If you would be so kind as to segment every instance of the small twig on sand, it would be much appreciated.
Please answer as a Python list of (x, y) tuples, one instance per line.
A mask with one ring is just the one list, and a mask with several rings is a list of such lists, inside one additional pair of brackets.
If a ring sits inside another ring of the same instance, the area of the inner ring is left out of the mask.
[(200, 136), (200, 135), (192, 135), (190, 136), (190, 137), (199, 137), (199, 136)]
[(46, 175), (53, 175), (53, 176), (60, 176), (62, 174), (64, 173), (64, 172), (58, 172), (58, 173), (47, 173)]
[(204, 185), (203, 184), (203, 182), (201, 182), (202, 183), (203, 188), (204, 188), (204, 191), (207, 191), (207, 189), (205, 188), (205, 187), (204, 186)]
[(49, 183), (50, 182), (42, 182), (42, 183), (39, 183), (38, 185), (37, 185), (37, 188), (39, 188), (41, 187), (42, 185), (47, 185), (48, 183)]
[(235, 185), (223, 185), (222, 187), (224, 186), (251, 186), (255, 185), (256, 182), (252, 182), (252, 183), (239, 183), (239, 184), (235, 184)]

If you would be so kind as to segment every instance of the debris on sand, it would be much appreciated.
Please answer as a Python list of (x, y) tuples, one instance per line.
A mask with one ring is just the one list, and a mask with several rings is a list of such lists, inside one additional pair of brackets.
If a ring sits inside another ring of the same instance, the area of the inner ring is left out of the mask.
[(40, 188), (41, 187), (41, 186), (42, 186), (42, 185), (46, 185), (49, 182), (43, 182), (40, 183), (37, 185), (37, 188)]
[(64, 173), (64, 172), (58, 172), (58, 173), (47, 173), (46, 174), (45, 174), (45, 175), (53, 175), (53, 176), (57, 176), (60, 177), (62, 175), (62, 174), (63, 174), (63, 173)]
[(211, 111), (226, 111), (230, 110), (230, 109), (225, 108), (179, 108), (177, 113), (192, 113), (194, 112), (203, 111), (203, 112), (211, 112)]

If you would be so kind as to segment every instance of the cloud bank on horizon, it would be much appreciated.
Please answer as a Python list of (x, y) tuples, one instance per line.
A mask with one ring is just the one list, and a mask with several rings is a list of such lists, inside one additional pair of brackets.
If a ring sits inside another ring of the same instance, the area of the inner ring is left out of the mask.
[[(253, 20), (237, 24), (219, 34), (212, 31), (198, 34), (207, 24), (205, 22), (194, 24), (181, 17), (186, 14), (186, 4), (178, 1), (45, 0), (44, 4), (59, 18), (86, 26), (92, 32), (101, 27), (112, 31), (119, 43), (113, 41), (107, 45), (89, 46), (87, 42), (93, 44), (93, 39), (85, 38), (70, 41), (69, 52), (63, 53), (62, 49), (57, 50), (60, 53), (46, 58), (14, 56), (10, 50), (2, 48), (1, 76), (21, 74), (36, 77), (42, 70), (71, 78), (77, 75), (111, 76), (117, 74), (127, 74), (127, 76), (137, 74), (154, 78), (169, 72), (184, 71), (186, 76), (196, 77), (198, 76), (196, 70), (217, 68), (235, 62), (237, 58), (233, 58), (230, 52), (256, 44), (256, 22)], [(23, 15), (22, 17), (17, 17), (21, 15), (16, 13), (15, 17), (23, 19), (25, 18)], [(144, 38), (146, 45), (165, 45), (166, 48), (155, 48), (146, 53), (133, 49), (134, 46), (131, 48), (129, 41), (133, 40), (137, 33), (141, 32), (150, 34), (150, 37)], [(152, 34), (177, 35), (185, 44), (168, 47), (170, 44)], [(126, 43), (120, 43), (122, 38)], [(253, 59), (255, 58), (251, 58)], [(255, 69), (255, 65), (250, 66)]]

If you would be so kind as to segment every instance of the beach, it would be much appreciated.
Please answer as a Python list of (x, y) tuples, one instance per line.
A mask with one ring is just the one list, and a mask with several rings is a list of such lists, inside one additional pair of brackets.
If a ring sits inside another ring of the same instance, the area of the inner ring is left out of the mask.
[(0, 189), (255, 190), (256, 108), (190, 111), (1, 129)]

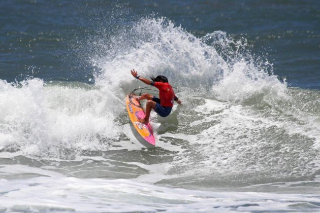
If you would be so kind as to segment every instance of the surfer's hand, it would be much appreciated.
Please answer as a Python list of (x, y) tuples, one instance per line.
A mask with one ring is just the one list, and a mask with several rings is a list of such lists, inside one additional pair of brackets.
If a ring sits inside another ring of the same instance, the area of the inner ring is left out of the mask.
[(135, 69), (133, 69), (131, 70), (131, 75), (132, 75), (134, 77), (137, 78), (137, 76), (138, 76), (138, 72), (136, 71)]

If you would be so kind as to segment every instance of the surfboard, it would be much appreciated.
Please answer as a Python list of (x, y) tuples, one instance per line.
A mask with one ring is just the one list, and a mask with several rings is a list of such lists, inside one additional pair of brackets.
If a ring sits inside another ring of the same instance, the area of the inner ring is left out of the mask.
[(135, 96), (135, 93), (131, 93), (126, 97), (126, 110), (131, 120), (130, 126), (134, 135), (141, 144), (148, 148), (153, 148), (155, 146), (155, 139), (150, 123), (144, 124), (138, 121), (138, 119), (144, 118), (145, 113), (140, 102), (134, 98)]

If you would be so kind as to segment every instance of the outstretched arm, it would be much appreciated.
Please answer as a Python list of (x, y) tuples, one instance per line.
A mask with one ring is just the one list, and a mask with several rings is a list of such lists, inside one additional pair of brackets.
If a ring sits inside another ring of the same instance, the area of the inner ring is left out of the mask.
[(151, 81), (148, 80), (148, 79), (145, 79), (144, 78), (140, 77), (138, 75), (138, 72), (135, 70), (134, 69), (131, 70), (131, 74), (134, 77), (136, 78), (138, 80), (140, 80), (140, 81), (141, 81), (142, 82), (144, 83), (145, 84), (148, 84), (148, 85), (151, 84)]

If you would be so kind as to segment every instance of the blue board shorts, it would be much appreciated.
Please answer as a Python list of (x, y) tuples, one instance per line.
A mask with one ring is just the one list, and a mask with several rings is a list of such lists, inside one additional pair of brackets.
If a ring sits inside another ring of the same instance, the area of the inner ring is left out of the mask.
[(170, 114), (172, 107), (162, 106), (160, 105), (160, 99), (155, 96), (153, 96), (152, 100), (156, 103), (153, 110), (158, 115), (161, 117), (167, 117)]

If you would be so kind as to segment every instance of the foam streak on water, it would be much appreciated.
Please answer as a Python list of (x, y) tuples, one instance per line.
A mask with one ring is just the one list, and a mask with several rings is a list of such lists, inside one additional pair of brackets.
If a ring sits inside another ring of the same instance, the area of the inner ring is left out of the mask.
[[(0, 210), (319, 209), (318, 91), (288, 88), (224, 32), (153, 17), (119, 32), (90, 58), (94, 85), (0, 81)], [(132, 68), (167, 76), (183, 102), (152, 113), (154, 149), (130, 128)]]
[(320, 203), (312, 195), (211, 192), (121, 179), (38, 178), (3, 180), (0, 186), (0, 209), (8, 211), (303, 211)]

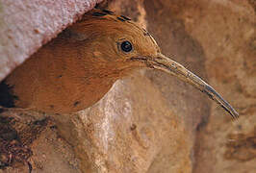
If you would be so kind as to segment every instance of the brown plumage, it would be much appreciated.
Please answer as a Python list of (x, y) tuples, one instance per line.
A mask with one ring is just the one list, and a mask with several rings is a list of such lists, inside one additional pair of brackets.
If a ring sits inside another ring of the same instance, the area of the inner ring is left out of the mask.
[(5, 85), (16, 96), (14, 107), (74, 112), (93, 105), (117, 79), (140, 67), (177, 76), (238, 116), (209, 85), (161, 54), (145, 30), (108, 11), (85, 14), (17, 67)]

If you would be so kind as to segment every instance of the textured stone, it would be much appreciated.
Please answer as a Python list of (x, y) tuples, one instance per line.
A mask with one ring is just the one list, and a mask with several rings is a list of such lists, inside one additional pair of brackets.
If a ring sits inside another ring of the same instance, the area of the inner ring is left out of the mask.
[(101, 0), (1, 0), (0, 81)]
[(92, 107), (54, 115), (59, 136), (47, 128), (32, 144), (35, 171), (255, 172), (255, 4), (108, 5), (146, 27), (164, 54), (208, 81), (238, 109), (240, 120), (166, 74), (135, 71)]

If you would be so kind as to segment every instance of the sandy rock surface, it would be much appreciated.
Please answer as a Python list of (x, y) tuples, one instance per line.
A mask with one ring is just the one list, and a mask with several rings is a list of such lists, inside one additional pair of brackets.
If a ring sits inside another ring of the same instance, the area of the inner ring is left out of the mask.
[[(241, 117), (232, 121), (173, 77), (135, 71), (91, 108), (55, 115), (54, 126), (31, 145), (34, 171), (255, 172), (255, 3), (120, 0), (108, 6), (147, 28), (165, 55), (205, 79)], [(6, 171), (17, 169), (26, 172), (27, 165)]]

INSTRUCTIONS TO FOLLOW ▸ Reproduce word for word the lines of the items from the line containing "plumage, it would be much appreciated." to the line containing "14), (17, 67)]", including both of those lines.

FINAL RESULT ▸
If you would be so kind as to segment every instance of the brown plumage, it would be much appreciated.
Please answer as a Python list of (x, y) tuples, one instance per line.
A mask with one ring is just the one list, and a mask with several rings is a list of such lists, inside one additional pair of brackets.
If a ring sits inside another ring of the same instance, the area of the inner ring is left out of the mask.
[(5, 85), (16, 96), (14, 107), (74, 112), (93, 105), (117, 79), (140, 67), (177, 76), (238, 116), (209, 85), (161, 54), (145, 30), (108, 11), (85, 14), (17, 67)]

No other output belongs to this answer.